_Exercise material:_
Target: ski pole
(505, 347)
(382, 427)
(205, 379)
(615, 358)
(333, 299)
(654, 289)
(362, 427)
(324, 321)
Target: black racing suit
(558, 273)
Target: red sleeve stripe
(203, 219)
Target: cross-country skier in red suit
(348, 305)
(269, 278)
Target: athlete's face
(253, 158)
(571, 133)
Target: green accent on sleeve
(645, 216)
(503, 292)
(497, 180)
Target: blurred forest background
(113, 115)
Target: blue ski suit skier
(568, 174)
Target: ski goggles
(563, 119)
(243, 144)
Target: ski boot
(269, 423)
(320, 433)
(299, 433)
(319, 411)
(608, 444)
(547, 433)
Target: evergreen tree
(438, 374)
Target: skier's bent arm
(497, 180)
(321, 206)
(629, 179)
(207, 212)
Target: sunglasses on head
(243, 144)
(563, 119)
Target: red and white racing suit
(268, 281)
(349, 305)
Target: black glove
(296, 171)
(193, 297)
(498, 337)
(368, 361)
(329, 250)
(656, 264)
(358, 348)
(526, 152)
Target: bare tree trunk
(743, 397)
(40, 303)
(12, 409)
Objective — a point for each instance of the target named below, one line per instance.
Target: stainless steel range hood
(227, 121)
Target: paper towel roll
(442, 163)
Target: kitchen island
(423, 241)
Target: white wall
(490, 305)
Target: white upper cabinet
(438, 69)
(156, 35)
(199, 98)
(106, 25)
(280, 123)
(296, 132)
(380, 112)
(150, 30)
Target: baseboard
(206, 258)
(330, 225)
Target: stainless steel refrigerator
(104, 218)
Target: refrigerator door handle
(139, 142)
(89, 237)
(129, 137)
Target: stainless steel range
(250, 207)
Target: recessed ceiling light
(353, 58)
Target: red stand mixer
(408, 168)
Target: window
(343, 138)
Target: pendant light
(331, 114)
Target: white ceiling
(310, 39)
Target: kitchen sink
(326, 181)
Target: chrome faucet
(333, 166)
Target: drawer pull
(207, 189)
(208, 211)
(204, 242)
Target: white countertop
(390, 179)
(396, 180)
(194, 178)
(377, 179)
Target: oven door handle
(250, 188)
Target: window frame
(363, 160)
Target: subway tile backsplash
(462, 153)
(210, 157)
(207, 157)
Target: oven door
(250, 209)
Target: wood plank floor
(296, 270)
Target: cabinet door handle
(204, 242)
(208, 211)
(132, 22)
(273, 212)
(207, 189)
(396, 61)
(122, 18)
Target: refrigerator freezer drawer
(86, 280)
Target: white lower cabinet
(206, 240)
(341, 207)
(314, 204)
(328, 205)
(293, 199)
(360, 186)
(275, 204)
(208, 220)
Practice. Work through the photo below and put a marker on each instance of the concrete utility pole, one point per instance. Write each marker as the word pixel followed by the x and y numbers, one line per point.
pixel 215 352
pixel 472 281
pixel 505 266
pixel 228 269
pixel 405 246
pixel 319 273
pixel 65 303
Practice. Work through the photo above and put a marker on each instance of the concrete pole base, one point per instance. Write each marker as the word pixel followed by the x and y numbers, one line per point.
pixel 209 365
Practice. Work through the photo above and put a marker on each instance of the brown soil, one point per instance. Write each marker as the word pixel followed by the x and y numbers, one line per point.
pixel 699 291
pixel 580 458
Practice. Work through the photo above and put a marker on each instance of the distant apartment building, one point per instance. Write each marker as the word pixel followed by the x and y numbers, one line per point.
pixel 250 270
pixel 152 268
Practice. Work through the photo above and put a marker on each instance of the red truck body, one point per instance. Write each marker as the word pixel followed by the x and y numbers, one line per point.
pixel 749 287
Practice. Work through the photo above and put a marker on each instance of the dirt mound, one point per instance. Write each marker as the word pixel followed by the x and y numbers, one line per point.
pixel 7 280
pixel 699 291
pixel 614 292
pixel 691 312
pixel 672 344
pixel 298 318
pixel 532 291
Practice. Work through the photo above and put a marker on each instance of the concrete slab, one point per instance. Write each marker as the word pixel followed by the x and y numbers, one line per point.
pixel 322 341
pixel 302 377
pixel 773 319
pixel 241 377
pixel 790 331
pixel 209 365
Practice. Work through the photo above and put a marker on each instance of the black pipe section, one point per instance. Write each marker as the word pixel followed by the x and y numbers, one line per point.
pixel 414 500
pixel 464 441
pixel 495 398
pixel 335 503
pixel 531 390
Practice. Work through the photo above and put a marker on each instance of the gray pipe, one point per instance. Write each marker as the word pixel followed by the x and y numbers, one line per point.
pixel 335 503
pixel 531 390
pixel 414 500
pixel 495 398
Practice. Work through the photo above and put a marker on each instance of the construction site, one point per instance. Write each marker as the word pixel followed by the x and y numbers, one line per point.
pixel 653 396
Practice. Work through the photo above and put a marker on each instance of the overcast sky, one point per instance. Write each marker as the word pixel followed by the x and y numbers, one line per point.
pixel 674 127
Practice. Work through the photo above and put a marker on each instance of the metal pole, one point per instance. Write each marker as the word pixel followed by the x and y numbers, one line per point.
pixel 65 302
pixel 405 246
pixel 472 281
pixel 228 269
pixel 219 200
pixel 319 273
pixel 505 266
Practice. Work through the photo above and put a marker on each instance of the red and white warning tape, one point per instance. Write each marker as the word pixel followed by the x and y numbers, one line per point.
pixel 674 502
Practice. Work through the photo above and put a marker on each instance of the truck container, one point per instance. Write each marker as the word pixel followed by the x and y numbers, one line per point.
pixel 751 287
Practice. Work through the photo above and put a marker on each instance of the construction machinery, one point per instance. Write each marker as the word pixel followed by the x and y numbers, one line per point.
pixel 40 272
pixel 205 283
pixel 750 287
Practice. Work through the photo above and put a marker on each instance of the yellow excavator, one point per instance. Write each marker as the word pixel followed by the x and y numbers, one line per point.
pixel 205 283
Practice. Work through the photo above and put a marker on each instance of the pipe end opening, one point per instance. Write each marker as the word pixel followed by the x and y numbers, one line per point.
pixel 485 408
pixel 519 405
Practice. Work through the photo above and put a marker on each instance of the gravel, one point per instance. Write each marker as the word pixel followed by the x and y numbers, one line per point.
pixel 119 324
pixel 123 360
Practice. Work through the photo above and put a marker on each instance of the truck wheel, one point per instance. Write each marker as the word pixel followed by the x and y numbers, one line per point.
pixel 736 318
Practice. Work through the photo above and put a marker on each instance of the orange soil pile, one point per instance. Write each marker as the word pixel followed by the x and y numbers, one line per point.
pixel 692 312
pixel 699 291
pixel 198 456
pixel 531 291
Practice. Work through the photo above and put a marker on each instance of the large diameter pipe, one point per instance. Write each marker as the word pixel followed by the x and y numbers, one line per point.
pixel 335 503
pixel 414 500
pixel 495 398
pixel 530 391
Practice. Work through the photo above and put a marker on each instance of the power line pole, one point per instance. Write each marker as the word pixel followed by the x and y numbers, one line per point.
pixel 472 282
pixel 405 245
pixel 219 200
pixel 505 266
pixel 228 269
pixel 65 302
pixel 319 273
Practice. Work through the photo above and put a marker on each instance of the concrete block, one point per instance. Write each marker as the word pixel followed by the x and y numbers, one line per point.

_Description of the task:_ Reproduce all of the records above line for line, without changing anything.

_Answer for the task:_
Target: ski pole
(505, 347)
(382, 427)
(205, 379)
(615, 358)
(333, 299)
(654, 289)
(362, 427)
(324, 321)
Target: black racing suit
(558, 273)
Target: red sleeve stripe
(203, 219)
Target: cross-country skier in red suit
(348, 305)
(269, 278)
Target: athlete's face
(253, 158)
(571, 133)
Target: green accent on sleeve
(645, 216)
(503, 292)
(497, 180)
Target: blurred forest background
(113, 115)
Target: blue ski suit skier
(568, 174)
Target: ski goggles
(563, 119)
(243, 144)
Target: ski boot
(269, 423)
(320, 433)
(299, 433)
(319, 411)
(608, 444)
(547, 433)
Target: evergreen tree
(438, 374)
Target: skier's bent arm
(497, 180)
(321, 206)
(629, 179)
(207, 212)
Target: sunglasses on head
(243, 144)
(563, 119)
Target: red and white racing suit
(268, 281)
(349, 305)
Target: black glove
(296, 171)
(193, 297)
(498, 337)
(368, 361)
(329, 250)
(656, 264)
(358, 348)
(526, 152)
Target: bare tree trunk
(743, 397)
(40, 303)
(12, 409)
Objective — a point for each instance of the target named below, one line per instance.
Target: stainless steel range hood
(227, 121)
Target: paper towel roll
(442, 163)
Target: kitchen island
(423, 241)
Target: white wall
(490, 305)
Target: white upper cabinet
(438, 69)
(156, 35)
(199, 98)
(106, 25)
(280, 123)
(296, 132)
(380, 112)
(150, 30)
Target: baseboard
(206, 258)
(330, 225)
Target: stainless steel refrigerator
(104, 218)
Target: refrigerator door handle
(139, 142)
(89, 237)
(129, 137)
Target: stainless steel range
(250, 207)
Target: recessed ceiling light
(353, 58)
Target: red stand mixer
(408, 168)
Target: window
(343, 138)
Target: pendant light
(331, 114)
Target: white ceiling
(310, 39)
Target: kitchen sink
(326, 181)
Target: chrome faucet
(333, 166)
Target: drawer pull
(207, 189)
(208, 211)
(204, 242)
Target: white countertop
(390, 179)
(396, 180)
(194, 178)
(377, 179)
Target: oven door handle
(250, 188)
Target: window frame
(363, 160)
Target: subway tile backsplash
(462, 153)
(210, 157)
(207, 157)
Target: oven door
(250, 209)
Target: wood plank floor
(296, 270)
Target: cabinet door handle
(204, 242)
(208, 211)
(132, 22)
(273, 212)
(207, 189)
(396, 61)
(122, 18)
Target: refrigerator freezer drawer
(86, 280)
Target: white lower cabinet
(206, 240)
(341, 207)
(314, 204)
(328, 205)
(293, 199)
(360, 186)
(275, 204)
(208, 220)
Practice. Work through the photo below and put a marker on each instance of the concrete utility pole, one point per instance. Write each marker as the word pixel followed by the x and y numbers, one line per point.
pixel 215 352
pixel 472 281
pixel 505 266
pixel 228 269
pixel 405 246
pixel 319 273
pixel 65 303
Practice. Work through the photo above and put a marker on each instance of the concrete pole base, one point per instance. Write each marker as the word pixel followed by the x and y numbers, one line per point.
pixel 209 365
Practice. Work through the photo above and put a marker on each instance of the brown soil, one point per instance. Write each marker as the word pixel followed by the x and y numbers, one line per point.
pixel 699 291
pixel 580 458
Practice. Work through the photo above and put a marker on each instance of the distant apartment building, one point per instance. Write each marker as the word pixel followed by the x and y numbers, one line per point.
pixel 250 270
pixel 152 268
Practice. Work through the photo above and put a marker on each instance of the red truck body, one point per instance. Write each marker as the word pixel followed by the x and y numbers, one line per point.
pixel 749 287
Practice. Work through the photo above and put a marker on each instance of the dirt mound, one point per instance. Write each marker as the word pixel followed by the x and y numbers, one line per point.
pixel 7 280
pixel 699 291
pixel 614 292
pixel 691 312
pixel 672 344
pixel 298 318
pixel 532 291
Practice. Work through the photo above and put a marker on each instance of the concrete slab, one point per instance. Write each marker as the word pixel followed by the x and y numbers, one line per point.
pixel 322 341
pixel 302 377
pixel 773 319
pixel 241 377
pixel 790 331
pixel 209 365
Practice. Work through the photo above and put a marker on each instance of the black pipe section, one point per instance. Write each marker as the word pixel followed by the x and y numbers, one line per point.
pixel 414 500
pixel 464 441
pixel 495 398
pixel 335 503
pixel 531 390
Practice. Work through the photo above and put a marker on each instance of the gray pipe, one point per instance. Write each marker as the word pixel followed by the x and y numbers, one line per point.
pixel 335 503
pixel 531 390
pixel 414 500
pixel 495 398
Practice. Work through the photo above and put a marker on each instance of the construction site, one point per instance. Write each marker as the word pixel followed by the x and y numbers, one line per point.
pixel 653 396
Practice. Work through the photo above and put a marker on each instance of the overcast sky, one point per instance. Write each marker as the word pixel followed by the x and y numbers, one line per point.
pixel 674 127
Practice. Work through the photo above and put a marker on each instance of the metal pole, one point per instance. Write each marker as the word pixel followed by the x and y numbers, one line per point.
pixel 65 302
pixel 405 246
pixel 472 281
pixel 228 269
pixel 219 200
pixel 319 273
pixel 505 266
Practice. Work through the photo above and put a marker on each instance of the red and white warning tape, one point per instance. Write each marker as the word pixel followed by the x and y numbers, one line per point.
pixel 674 502
Practice. Work through the photo above and put a marker on each instance of the truck container, one point per instance. Write each marker as the word pixel followed by the x and y numbers, one line per point.
pixel 751 287
Practice. Work through the photo above and put a marker on each instance of the construction machinery, one point per instance. Write each marker as the word pixel followed by the x and y numbers, one line per point.
pixel 40 272
pixel 205 283
pixel 750 287
Practice. Work through the photo above and put a marker on each instance of the yellow excavator, one point per instance. Write each marker as the word pixel followed by the x and y numbers, one line per point.
pixel 205 283
Practice. Work through the photo above and put a marker on each instance of the pipe end opening, one point per instance. Write each marker as the word pixel followed by the x and y numbers, one line per point.
pixel 485 408
pixel 519 405
Practice. Work through the photo above and put a marker on each instance of the gravel, one point per instance. Write each marker as the word pixel followed by the x and y numbers, one line per point.
pixel 119 324
pixel 123 360
Practice. Work through the photo above and put a marker on each instance of the truck wheel, one point per instance. Write each marker as the word pixel followed by the x and y numbers, one line per point.
pixel 736 318
Practice. Work through the photo above and put a marker on each instance of the orange soil pile, one point per instance. Write each marker as the word pixel followed by the x and y numbers, one line per point.
pixel 692 312
pixel 699 291
pixel 198 456
pixel 531 291
Practice. Work through the photo above and put a marker on each instance of the large diameter pipe, one point per instance. Write each marker as the word pixel followed by the x and y numbers, one line per point.
pixel 335 503
pixel 414 500
pixel 495 398
pixel 530 391
Practice. Work through the photo above and put a marker on each instance of the power line pole, one point per instance. Write each marker as the word pixel followed by the x and y numbers, one line per point.
pixel 472 282
pixel 405 245
pixel 219 200
pixel 505 266
pixel 228 269
pixel 65 302
pixel 319 273
Practice. Work through the photo above and put a marker on each instance of the concrete block, one point per instance. Write each marker as the word pixel followed by the x and y numbers, one line per point.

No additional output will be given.